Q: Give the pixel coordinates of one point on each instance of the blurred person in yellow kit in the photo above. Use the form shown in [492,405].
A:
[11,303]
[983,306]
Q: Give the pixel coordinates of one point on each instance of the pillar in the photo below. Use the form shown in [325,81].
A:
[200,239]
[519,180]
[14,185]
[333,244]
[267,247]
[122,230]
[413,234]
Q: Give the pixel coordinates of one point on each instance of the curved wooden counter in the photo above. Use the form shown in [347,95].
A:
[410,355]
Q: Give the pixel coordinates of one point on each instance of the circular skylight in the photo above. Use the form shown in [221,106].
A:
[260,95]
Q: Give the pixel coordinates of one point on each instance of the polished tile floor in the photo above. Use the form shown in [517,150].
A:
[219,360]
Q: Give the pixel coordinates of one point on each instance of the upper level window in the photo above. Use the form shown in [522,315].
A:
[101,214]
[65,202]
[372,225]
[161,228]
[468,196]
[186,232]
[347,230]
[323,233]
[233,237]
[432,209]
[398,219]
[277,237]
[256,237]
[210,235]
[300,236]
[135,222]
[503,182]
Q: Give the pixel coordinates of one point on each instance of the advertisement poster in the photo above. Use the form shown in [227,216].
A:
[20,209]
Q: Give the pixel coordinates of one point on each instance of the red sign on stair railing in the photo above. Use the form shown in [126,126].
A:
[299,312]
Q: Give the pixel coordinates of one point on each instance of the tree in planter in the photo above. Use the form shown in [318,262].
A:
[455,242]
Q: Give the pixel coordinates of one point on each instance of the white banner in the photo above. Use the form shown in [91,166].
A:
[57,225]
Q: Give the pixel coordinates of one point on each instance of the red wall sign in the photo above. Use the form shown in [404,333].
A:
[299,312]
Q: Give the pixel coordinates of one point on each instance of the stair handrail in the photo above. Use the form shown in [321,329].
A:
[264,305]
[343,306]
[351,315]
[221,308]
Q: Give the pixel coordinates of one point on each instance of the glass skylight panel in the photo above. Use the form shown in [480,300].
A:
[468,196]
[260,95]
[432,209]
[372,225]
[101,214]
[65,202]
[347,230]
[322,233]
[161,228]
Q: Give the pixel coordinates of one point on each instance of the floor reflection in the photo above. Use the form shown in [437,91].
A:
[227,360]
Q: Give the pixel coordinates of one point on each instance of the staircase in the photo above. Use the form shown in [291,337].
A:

TASK BRIEF: Rewrite all of the material above as a Markdown table with two columns, Row and Line. Number each nonblank line in order and skip blank lines.

SOLUTION FOR THIS EXERCISE:
| Row | Line |
|---|---|
| 1 | Q: Give the pixel coordinates of one point on each instance of the blurred person in yellow kit in the photo above. Use the form shown in [492,405]. |
| 2 | A: |
| 3 | [11,303] |
| 4 | [983,306] |
| 5 | Q: Give the pixel coordinates of one point on each instance of the pillar in the photo below. Use the form shown in [325,81]. |
| 6 | A: |
| 7 | [200,239] |
| 8 | [519,180] |
| 9 | [14,185] |
| 10 | [333,244] |
| 11 | [267,247] |
| 12 | [122,230] |
| 13 | [413,234] |
| 14 | Q: Give the pixel coordinates of one point on each instance of the curved wooden counter in the photo above. Use the form shown in [347,95]. |
| 15 | A: |
| 16 | [410,355] |
| 17 | Q: Give the pixel coordinates of one point on each instance of the circular skylight in the photo above. Use the form shown in [221,106]. |
| 18 | A: |
| 19 | [260,95] |
| 20 | Q: Give the pixel coordinates of one point on each instance of the polished tile floor in the photo above. Use the form shown in [517,150]. |
| 21 | A: |
| 22 | [219,360] |
| 23 | Q: Give the pixel coordinates of one point on each instance of the upper level window in the photo above. Use the form shown in [522,315]. |
| 24 | A: |
| 25 | [101,214] |
| 26 | [65,202] |
| 27 | [372,225] |
| 28 | [161,228] |
| 29 | [468,196] |
| 30 | [186,232] |
| 31 | [347,230] |
| 32 | [323,233] |
| 33 | [233,237] |
| 34 | [432,209] |
| 35 | [398,219] |
| 36 | [277,237] |
| 37 | [256,237] |
| 38 | [210,235] |
| 39 | [300,236] |
| 40 | [135,222] |
| 41 | [503,182] |
| 42 | Q: Give the pixel coordinates of one point on each instance of the advertisement poster in the photo above. Use the form shown in [227,216]. |
| 43 | A: |
| 44 | [20,209] |
| 45 | Q: Give the pixel coordinates of one point on each instance of the red sign on stair railing in the photo above. Use the form shown in [126,126]. |
| 46 | A: |
| 47 | [299,312] |
| 48 | Q: Give the pixel coordinates of one point on each instance of the tree in planter in the photo above. Use the form shown in [318,262]. |
| 49 | A: |
| 50 | [455,242] |
| 51 | Q: Give the pixel coordinates of one point on each instance of the white banner in the photo above. Use the form shown in [91,166]. |
| 52 | A: |
| 53 | [57,225] |
| 54 | Q: Give the pixel coordinates of one point on each instance of the red wall sign in the photo above. Use the form shown in [404,333]. |
| 55 | A: |
| 56 | [299,312] |
| 57 | Q: Give the pixel coordinates of one point on each instance of the stair handrail in the photo above. Use the form shown in [321,329]. |
| 58 | A: |
| 59 | [264,305] |
| 60 | [343,306] |
| 61 | [351,315] |
| 62 | [221,308] |
| 63 | Q: Give the pixel coordinates of one point on each instance of the glass skylight panel in the photo above. Use the form shown in [480,300]. |
| 64 | A: |
| 65 | [468,196] |
| 66 | [260,95] |
| 67 | [432,209] |
| 68 | [372,225] |
| 69 | [101,214] |
| 70 | [65,202] |
| 71 | [347,230] |
| 72 | [322,233] |
| 73 | [161,228] |
| 74 | Q: Give the pixel coordinates of one point on each instance of the floor reflection in the photo above. Use the form shown in [437,91]. |
| 75 | A: |
| 76 | [227,360] |
| 77 | Q: Give the pixel coordinates of one point on each instance of the staircase in the photo above. Use the form shown in [291,337]. |
| 78 | A: |